===== Data shown =====
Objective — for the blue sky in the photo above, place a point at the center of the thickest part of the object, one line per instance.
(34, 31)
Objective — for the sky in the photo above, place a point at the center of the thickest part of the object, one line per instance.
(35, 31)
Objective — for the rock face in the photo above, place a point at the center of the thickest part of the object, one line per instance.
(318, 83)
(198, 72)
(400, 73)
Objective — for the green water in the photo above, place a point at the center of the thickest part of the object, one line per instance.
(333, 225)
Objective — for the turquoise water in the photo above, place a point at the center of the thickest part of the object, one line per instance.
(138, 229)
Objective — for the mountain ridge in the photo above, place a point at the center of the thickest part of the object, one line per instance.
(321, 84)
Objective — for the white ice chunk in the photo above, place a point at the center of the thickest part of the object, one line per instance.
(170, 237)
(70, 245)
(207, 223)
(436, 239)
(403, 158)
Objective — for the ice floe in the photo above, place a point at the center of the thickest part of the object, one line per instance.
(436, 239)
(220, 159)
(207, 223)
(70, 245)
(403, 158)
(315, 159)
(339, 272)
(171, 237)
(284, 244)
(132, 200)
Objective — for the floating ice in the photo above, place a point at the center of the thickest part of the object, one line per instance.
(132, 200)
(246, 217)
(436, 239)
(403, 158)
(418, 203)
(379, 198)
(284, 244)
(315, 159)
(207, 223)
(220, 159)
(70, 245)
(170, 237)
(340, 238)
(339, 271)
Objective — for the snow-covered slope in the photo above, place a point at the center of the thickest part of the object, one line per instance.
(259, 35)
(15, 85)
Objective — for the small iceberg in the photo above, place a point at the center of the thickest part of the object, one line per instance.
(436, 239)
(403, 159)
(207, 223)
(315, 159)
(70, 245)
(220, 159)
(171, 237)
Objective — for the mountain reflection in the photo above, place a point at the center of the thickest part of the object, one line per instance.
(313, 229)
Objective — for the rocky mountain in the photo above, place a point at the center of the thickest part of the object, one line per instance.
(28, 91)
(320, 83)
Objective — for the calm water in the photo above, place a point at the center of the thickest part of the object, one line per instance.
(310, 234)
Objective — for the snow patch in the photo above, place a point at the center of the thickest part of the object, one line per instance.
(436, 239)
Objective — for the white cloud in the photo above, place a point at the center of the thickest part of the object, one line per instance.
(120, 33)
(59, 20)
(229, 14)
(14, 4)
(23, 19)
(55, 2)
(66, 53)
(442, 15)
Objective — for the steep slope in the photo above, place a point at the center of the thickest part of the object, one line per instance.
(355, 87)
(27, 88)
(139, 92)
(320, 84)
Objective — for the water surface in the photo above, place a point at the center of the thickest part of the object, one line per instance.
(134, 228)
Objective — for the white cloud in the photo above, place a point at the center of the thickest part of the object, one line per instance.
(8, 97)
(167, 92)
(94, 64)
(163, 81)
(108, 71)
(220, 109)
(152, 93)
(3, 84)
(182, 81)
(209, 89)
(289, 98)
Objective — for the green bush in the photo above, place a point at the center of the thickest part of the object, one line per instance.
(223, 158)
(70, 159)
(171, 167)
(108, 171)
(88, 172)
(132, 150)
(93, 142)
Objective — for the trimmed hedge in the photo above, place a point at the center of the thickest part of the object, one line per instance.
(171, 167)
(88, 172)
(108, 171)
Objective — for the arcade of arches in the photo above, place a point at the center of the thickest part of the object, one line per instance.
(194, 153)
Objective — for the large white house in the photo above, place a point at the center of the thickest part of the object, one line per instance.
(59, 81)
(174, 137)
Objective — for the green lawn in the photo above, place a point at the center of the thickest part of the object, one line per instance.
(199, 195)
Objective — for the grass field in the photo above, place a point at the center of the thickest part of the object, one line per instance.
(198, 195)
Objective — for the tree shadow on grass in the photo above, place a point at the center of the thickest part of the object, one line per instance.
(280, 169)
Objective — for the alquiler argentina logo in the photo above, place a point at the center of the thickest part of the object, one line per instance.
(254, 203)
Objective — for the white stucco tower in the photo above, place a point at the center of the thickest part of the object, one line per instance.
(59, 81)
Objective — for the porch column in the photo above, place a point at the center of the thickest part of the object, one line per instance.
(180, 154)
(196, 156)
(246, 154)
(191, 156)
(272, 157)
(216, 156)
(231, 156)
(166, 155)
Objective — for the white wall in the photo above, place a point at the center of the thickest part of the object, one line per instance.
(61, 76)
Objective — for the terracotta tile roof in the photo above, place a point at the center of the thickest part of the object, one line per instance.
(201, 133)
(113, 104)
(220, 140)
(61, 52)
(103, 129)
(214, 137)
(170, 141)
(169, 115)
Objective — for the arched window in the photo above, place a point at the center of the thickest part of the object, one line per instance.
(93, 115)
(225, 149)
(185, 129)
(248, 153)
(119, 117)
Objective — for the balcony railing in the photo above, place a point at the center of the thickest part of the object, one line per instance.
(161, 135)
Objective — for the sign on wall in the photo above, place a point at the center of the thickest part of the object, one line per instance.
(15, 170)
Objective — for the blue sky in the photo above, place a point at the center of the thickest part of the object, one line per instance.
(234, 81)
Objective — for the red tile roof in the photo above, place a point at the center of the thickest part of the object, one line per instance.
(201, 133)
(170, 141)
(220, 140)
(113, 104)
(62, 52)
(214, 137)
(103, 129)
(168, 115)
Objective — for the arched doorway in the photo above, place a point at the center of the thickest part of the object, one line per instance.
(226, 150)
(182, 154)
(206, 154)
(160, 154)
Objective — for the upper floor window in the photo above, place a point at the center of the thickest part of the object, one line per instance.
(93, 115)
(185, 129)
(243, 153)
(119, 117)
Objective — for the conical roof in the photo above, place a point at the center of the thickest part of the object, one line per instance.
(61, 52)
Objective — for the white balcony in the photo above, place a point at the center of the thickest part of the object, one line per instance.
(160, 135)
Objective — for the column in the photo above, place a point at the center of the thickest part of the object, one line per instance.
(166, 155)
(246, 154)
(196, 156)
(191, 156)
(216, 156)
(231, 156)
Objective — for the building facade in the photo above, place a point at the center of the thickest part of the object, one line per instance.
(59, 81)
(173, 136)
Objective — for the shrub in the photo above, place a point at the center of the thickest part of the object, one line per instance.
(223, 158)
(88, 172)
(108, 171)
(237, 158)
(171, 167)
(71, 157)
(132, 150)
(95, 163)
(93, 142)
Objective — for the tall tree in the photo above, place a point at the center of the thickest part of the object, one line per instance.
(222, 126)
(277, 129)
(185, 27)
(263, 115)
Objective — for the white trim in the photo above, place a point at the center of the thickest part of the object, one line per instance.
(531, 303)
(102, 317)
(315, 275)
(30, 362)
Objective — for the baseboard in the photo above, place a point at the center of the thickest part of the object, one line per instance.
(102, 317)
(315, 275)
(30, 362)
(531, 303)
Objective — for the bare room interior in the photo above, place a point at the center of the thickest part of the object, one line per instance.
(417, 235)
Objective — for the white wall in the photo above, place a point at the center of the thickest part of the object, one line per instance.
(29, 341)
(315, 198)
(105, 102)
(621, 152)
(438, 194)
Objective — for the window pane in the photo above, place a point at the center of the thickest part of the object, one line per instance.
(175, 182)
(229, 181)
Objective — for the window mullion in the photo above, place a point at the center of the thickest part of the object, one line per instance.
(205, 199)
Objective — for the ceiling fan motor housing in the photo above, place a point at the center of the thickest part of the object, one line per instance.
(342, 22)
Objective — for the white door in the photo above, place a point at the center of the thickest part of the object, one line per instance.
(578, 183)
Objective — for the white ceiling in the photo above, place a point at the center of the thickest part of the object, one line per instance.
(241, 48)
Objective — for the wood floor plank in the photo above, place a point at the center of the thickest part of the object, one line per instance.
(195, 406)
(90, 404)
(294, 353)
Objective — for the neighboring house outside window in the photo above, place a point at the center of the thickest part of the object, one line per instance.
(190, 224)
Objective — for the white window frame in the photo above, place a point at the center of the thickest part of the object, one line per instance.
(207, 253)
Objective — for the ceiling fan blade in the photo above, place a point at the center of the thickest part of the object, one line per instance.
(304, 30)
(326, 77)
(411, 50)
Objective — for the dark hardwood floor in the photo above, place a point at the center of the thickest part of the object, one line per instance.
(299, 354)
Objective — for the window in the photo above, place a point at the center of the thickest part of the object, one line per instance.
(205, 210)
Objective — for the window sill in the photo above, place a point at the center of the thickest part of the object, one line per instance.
=====
The response is the exact set of lines from the one holding "Objective — for the window in" through the last line of the material.

Objective — for the window in the photo above, place a point at the center of the thickest part of the object, one line per instance.
(205, 210)
Objective — for the window sill in the photo above, place a point at the center of the thickest part of the object, one line per instance.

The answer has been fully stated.